** START OF RECORD EXCERPTS **

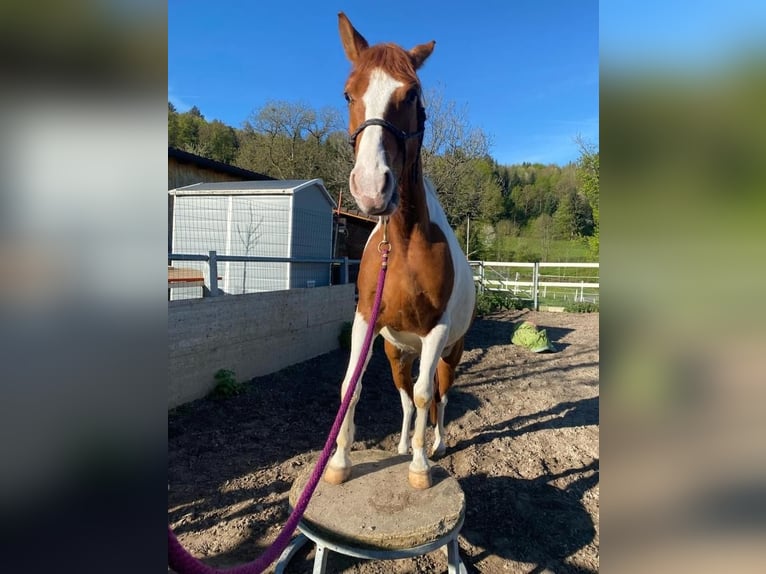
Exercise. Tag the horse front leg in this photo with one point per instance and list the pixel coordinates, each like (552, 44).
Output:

** END OF RECORD EXCERPTS **
** START OF RECORD EXCERPTS **

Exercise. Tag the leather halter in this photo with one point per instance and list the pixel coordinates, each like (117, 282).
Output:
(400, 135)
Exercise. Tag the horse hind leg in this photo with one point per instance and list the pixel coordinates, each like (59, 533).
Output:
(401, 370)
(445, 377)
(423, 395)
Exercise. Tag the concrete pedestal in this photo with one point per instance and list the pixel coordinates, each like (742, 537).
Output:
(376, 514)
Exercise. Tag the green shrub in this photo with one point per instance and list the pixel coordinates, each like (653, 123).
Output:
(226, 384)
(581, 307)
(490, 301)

** END OF RECORD EXCERPTS **

▶ _TASK STATEMENT_:
List every line of the records that contains the string "like", treating uppercase and lowercase as different.

▶ _THE RESPONSE_:
Exercise. Tag the horse front leg in this photo with one point per instance and list the pixel coordinates, each like (552, 44).
Exercise. Tag the leather halter in this photo with one point per instance and list the pixel coordinates, each like (117, 282).
Exercise. Tag the horse hind leg in this photo with one point per instance and list the pixel coordinates, each like (59, 533).
Exercise. Tag the concrete pedestal in this photo with one point per instance and list the pixel coordinates, each like (742, 537).
Exercise. Tag the green shrub in this photo with one point per instance and list the pixel coordinates, each like (653, 123).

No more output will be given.